Dataset items
• • • • •
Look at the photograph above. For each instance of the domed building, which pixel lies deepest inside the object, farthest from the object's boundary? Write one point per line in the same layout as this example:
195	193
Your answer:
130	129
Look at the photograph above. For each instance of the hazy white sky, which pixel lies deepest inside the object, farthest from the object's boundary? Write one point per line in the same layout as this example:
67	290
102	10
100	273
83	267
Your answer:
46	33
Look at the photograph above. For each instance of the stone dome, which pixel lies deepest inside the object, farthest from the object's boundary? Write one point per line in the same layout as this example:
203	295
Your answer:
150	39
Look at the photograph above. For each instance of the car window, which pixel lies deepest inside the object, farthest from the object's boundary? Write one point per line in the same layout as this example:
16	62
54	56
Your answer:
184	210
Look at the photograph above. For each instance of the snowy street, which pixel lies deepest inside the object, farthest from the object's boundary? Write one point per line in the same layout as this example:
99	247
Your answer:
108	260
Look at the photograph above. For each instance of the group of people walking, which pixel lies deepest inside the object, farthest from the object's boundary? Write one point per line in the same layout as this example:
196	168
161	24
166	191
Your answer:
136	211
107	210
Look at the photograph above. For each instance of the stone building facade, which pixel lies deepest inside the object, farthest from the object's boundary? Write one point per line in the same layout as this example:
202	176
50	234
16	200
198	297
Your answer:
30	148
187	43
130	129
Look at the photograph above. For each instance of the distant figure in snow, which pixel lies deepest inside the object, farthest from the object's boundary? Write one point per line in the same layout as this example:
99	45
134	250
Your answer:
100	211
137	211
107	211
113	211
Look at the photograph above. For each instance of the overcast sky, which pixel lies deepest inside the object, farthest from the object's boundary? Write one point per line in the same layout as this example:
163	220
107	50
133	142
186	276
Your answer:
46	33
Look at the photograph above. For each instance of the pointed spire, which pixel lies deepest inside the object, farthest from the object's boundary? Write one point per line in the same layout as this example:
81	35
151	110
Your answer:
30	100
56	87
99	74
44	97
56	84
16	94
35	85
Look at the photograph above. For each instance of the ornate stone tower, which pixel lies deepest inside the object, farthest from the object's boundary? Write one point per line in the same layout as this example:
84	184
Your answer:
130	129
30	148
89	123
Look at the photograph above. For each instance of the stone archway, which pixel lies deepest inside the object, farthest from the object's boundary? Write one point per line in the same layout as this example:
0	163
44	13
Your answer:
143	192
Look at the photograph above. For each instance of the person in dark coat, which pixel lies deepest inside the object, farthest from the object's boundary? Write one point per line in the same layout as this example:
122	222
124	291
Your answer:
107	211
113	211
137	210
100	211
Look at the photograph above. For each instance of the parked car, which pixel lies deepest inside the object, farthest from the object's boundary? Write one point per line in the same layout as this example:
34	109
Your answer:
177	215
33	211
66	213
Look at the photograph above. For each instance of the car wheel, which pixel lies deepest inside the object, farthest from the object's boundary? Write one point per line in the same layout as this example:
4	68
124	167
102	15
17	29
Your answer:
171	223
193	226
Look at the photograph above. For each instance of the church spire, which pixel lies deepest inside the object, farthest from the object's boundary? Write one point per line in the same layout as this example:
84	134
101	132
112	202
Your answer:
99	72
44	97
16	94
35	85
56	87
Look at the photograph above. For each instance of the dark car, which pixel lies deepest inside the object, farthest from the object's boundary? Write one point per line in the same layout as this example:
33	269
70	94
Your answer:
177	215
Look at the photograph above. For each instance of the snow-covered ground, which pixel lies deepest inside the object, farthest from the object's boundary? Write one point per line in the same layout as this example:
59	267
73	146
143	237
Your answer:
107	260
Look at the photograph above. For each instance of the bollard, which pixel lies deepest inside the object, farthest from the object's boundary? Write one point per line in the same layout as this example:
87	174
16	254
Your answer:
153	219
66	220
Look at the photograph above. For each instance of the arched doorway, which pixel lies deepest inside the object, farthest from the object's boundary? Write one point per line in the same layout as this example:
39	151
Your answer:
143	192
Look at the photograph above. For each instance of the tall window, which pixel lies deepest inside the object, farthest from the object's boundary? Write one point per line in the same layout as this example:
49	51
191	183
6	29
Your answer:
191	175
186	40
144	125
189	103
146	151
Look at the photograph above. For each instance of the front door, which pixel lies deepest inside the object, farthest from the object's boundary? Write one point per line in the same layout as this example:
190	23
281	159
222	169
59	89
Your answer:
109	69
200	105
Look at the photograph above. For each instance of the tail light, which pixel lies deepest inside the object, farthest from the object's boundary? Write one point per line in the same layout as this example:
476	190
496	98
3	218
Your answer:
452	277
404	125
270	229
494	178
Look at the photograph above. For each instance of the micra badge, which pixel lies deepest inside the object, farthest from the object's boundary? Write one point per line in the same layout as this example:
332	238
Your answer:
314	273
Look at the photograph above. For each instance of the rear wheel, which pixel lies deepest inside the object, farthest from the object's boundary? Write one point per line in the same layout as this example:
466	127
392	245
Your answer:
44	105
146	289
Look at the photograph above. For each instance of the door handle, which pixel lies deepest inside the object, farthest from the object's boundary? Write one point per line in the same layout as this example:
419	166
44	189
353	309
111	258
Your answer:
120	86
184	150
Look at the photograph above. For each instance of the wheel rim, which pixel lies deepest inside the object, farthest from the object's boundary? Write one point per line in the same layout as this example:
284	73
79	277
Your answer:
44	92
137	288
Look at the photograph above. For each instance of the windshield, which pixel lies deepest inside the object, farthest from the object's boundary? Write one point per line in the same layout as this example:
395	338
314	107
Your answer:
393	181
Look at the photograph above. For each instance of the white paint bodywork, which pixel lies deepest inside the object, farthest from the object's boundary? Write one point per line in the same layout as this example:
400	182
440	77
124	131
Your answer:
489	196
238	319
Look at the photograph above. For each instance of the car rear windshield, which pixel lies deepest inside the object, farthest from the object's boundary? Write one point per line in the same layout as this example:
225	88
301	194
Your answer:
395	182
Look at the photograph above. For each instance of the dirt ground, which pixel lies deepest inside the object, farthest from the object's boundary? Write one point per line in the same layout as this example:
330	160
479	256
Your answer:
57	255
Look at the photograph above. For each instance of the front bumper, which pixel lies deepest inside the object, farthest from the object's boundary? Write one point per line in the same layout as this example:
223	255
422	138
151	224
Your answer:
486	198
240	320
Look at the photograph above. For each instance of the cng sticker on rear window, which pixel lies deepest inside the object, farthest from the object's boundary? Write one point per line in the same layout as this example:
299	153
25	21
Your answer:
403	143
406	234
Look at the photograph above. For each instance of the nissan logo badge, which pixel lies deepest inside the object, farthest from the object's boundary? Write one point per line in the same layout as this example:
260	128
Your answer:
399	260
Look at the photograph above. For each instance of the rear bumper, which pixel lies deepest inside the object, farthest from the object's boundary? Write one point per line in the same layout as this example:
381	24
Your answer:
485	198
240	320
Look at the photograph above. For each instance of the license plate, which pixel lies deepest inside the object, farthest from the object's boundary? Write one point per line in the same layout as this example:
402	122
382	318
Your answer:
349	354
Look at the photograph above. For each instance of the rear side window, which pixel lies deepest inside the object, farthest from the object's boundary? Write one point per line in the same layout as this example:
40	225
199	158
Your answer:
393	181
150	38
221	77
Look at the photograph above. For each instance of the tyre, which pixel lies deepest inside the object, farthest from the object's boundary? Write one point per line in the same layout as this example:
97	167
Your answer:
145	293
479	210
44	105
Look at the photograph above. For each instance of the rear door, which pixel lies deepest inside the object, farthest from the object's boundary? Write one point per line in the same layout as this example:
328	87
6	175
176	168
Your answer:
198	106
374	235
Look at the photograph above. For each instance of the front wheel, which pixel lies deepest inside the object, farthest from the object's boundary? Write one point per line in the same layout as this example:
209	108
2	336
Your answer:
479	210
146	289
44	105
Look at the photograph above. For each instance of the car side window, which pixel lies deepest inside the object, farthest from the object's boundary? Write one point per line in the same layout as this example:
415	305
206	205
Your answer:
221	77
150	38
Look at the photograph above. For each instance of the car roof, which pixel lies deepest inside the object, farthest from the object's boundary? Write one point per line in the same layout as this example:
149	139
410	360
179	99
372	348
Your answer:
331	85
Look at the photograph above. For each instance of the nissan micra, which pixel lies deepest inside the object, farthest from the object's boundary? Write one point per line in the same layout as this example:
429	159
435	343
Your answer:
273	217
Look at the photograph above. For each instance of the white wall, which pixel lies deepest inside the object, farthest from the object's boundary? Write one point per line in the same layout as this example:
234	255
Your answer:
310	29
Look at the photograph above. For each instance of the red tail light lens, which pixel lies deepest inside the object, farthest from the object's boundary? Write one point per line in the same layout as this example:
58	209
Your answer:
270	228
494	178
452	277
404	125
• • • • •
DIRECTIONS: Word for word, quote the lines from the line containing "the tyre, which" through the end of the material, both included, and nothing else.

SOLUTION BELOW:
Look at the photograph above. For each instance of the tyre, which pixel lies deepest inside the object, farthest from the object's boundary? Write one point per line in the same layout as this example:
97	167
Your answer:
145	293
479	210
44	105
Look at the photograph above. For each instance of the rear door, which pixel lies deepest inside the object, farthest from the object's boundary? Write one point per line in the same layout as this example:
328	87
6	175
176	168
Your answer:
198	106
374	235
Look at the photograph above. For each instance of the front wheel, which pixel lies deepest inside the object, farthest from the object's boundary? Write one point per line in the same layout as this example:
209	108
2	336
Your answer:
479	210
146	289
44	105
Look at the photograph above. For each instance of the car side window, which pixel lies deepest inside the object, farthest from the object's boundary? Write one point per line in the same layout as this example:
415	305
206	205
Your answer:
221	77
150	38
Look at the photograph above. For each instance of the car roof, which pixel lies deepest inside the object, farthest from the object's boundary? Write one point per line in the same layout as this example:
149	139
410	360
179	99
372	348
Your answer:
331	85
Look at the photograph above. For each instance of the nissan micra, which pixel lies deepest inside the object, farthest from the object's boundary? Write one point per line in the same layout as this example:
429	159
435	343
Your answer:
273	217
Look at the photograph above. For each instance of the white wall, which pixel lies deepest inside the object, farthest from the object's boundary? Write one point per line in the same layout as this example:
234	255
Your answer:
310	29
Look at the photograph above. For each instance of the red tail light lens, which pixel lies deepest inside the object, farthest from the object's boundary? Write one point per line in the same layout as this example:
58	209
Your answer:
270	228
494	178
452	277
404	125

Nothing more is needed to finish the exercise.